## Task description
Pick out each line of the listing below that contains the word "rock", and copy every one of those lines in full.
━━━ Exercise data ━━━
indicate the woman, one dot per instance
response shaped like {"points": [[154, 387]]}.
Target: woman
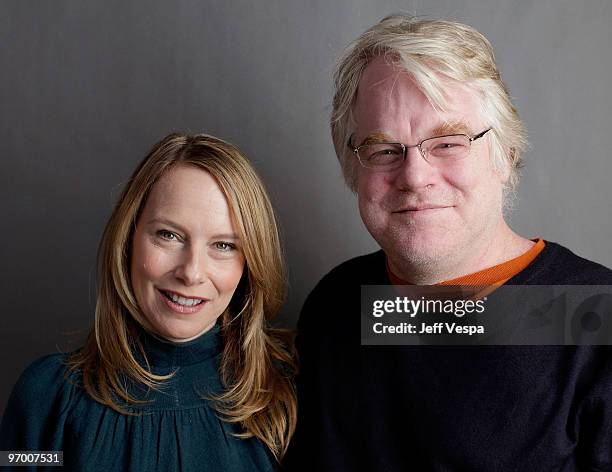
{"points": [[180, 371]]}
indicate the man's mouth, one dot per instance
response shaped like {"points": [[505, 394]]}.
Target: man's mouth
{"points": [[418, 208], [181, 300]]}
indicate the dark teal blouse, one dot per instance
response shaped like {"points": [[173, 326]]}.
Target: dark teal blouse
{"points": [[178, 430]]}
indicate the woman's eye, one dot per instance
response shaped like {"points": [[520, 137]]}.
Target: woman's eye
{"points": [[167, 235], [225, 247]]}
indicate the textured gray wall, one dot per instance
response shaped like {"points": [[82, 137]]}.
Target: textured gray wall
{"points": [[87, 87]]}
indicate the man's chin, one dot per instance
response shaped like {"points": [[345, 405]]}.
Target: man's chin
{"points": [[419, 251]]}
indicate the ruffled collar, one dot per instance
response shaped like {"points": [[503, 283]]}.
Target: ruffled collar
{"points": [[164, 353]]}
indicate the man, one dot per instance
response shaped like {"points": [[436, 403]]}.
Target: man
{"points": [[430, 142]]}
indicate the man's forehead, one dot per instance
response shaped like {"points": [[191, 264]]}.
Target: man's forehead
{"points": [[388, 98]]}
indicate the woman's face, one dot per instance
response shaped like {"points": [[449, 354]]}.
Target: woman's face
{"points": [[186, 256]]}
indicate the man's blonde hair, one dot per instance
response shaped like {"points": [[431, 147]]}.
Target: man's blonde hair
{"points": [[432, 51]]}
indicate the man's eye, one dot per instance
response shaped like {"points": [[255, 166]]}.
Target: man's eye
{"points": [[384, 153], [448, 145]]}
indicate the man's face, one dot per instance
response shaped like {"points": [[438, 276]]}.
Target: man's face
{"points": [[421, 213]]}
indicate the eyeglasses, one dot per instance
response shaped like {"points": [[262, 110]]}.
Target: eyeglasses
{"points": [[437, 151]]}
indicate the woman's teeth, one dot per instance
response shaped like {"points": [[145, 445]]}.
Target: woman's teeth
{"points": [[181, 300]]}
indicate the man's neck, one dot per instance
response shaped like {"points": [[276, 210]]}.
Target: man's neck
{"points": [[504, 246]]}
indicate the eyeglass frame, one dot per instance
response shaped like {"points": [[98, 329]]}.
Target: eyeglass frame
{"points": [[405, 147]]}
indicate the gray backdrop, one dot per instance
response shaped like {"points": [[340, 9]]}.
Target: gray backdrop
{"points": [[87, 87]]}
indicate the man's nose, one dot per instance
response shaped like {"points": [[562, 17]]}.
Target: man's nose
{"points": [[415, 172], [192, 269]]}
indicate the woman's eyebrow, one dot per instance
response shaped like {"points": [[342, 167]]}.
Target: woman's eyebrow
{"points": [[166, 221]]}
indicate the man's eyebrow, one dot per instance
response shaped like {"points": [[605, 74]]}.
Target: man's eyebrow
{"points": [[453, 127], [376, 138]]}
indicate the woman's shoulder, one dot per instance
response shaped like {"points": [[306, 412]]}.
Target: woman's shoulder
{"points": [[41, 397], [43, 376], [45, 384]]}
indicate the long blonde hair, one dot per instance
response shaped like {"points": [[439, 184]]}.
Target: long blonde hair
{"points": [[257, 361]]}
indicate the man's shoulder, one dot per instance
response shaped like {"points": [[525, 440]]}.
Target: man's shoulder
{"points": [[363, 270], [557, 265]]}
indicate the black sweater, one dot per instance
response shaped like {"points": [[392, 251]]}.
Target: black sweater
{"points": [[447, 408]]}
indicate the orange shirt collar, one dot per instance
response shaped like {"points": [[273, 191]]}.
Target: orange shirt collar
{"points": [[496, 275]]}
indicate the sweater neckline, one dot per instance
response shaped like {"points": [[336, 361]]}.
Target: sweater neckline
{"points": [[163, 353]]}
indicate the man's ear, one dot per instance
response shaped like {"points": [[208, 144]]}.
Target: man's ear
{"points": [[505, 170]]}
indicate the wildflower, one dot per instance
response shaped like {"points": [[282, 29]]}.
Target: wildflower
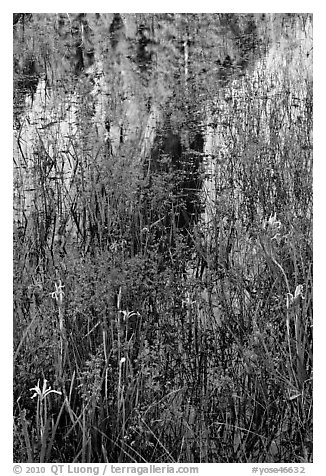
{"points": [[272, 223], [58, 293], [290, 299], [44, 392]]}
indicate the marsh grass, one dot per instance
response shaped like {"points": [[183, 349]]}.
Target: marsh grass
{"points": [[216, 365]]}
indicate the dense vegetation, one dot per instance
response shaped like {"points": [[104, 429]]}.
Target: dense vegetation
{"points": [[163, 238]]}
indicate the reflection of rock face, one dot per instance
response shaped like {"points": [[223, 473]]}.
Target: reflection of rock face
{"points": [[170, 154], [116, 30]]}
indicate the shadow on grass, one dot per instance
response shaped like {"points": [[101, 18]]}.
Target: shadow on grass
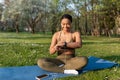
━━━
## Exercise solution
indicate the reflection of rock face, one dot per instance
Target: reflection of rock face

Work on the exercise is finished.